**Directions**
Reproduce word for word the lines from the beginning of the entries to the line with "MULTIPOLYGON (((579 182, 498", both included, but none of the pictures.

**Data for the task**
....

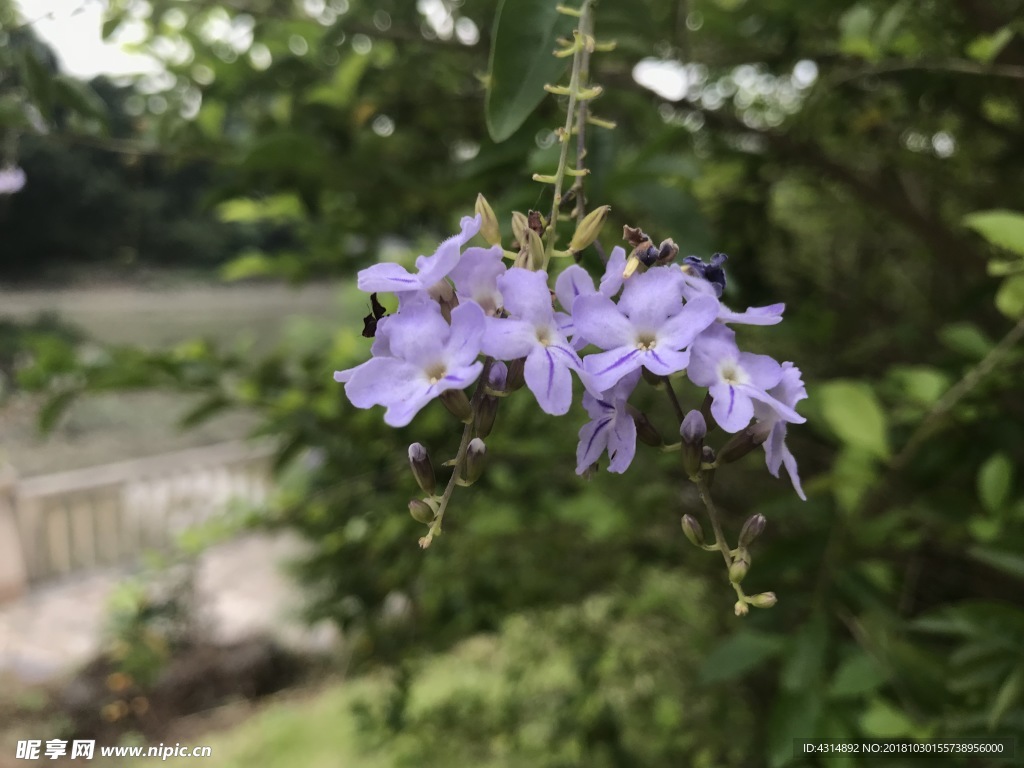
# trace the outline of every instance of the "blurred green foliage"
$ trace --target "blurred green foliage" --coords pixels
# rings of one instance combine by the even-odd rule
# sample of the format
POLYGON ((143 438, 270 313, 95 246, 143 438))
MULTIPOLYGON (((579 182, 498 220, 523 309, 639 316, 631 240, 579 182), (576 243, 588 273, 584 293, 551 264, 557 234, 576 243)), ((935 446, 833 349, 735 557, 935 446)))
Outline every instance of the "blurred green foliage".
MULTIPOLYGON (((208 181, 195 183, 205 202, 232 226, 263 228, 248 233, 259 237, 225 267, 229 277, 350 274, 388 235, 444 236, 478 191, 503 225, 512 209, 548 202, 527 179, 553 167, 557 100, 507 141, 485 138, 477 76, 487 72, 492 2, 148 5, 141 14, 131 0, 112 3, 107 28, 142 25, 170 73, 146 84, 163 89, 164 109, 136 103, 132 146, 202 158, 208 181), (227 37, 210 31, 218 27, 227 37)), ((311 613, 344 626, 364 660, 502 627, 524 649, 507 657, 513 666, 550 657, 578 671, 611 659, 607 677, 581 674, 552 694, 578 697, 555 734, 571 741, 600 720, 600 707, 587 706, 623 691, 620 676, 633 668, 614 663, 628 655, 616 630, 639 627, 656 642, 639 643, 630 659, 669 698, 684 695, 678 681, 689 686, 699 666, 702 703, 741 702, 707 725, 680 721, 676 742, 668 705, 649 712, 619 699, 623 738, 639 738, 644 713, 658 728, 632 764, 697 760, 685 750, 716 750, 723 737, 745 753, 713 752, 723 764, 783 766, 794 738, 1024 732, 1018 10, 1012 0, 600 5, 598 37, 618 48, 594 59, 606 87, 596 104, 619 127, 589 134, 588 198, 610 203, 616 226, 672 236, 684 253, 728 252, 732 306, 787 303, 781 326, 741 329, 741 344, 795 361, 808 381, 808 424, 789 439, 810 500, 797 502, 756 457, 716 479, 730 527, 755 512, 769 520, 748 578, 779 604, 742 623, 729 614, 721 564, 680 535, 679 515, 698 504, 673 457, 641 451, 625 477, 584 482, 572 473, 581 413, 552 422, 528 397, 503 402, 488 472, 460 490, 445 535, 420 552, 420 529, 405 513, 415 490, 405 447, 418 440, 439 464, 454 453, 455 428, 434 406, 412 427, 386 430, 379 413, 344 400, 331 371, 367 354, 356 323, 266 357, 195 344, 86 359, 61 347, 19 376, 58 406, 96 389, 164 386, 206 394, 193 420, 228 407, 261 413, 261 431, 280 441, 285 480, 267 524, 315 543, 302 569, 311 613), (682 88, 642 88, 632 74, 643 59, 661 62, 660 88, 682 88), (642 611, 616 613, 614 600, 588 602, 620 590, 657 603, 674 582, 645 581, 651 566, 714 577, 705 590, 687 590, 684 579, 678 587, 681 611, 688 601, 700 608, 693 631, 721 638, 700 646, 699 665, 687 657, 686 668, 673 666, 687 634, 650 630, 642 611), (411 619, 396 621, 385 608, 401 596, 411 619), (513 612, 558 605, 578 607, 536 620, 553 627, 507 623, 513 612), (607 640, 588 610, 607 624, 607 640), (656 645, 669 646, 664 657, 656 645), (749 739, 736 737, 729 717, 749 723, 749 739), (686 730, 696 728, 700 741, 686 730)), ((16 82, 22 106, 49 88, 46 77, 16 82)), ((35 140, 71 131, 108 141, 102 121, 52 123, 35 140)), ((28 157, 25 166, 31 185, 28 157)), ((664 403, 640 405, 664 423, 664 403)), ((500 682, 510 668, 490 673, 500 682)), ((423 690, 429 674, 409 669, 406 693, 423 690)), ((466 736, 452 749, 503 738, 527 751, 553 744, 546 721, 527 718, 517 730, 496 714, 550 703, 551 691, 478 693, 439 695, 389 726, 408 759, 436 756, 439 724, 466 736)), ((590 764, 559 749, 559 764, 590 764)))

....

**Solution to this problem**
# trace the outline of every instance of the "blurred green foliage"
$ trace --target "blurred green foliage" --coords pixels
# rings of one instance combine by the even-odd rule
# sample of the format
POLYGON ((143 438, 270 313, 95 246, 143 438))
MULTIPOLYGON (((579 182, 498 220, 523 309, 639 316, 631 240, 579 182), (576 243, 588 273, 584 293, 551 264, 557 234, 576 243)), ((935 446, 833 349, 735 557, 935 446)))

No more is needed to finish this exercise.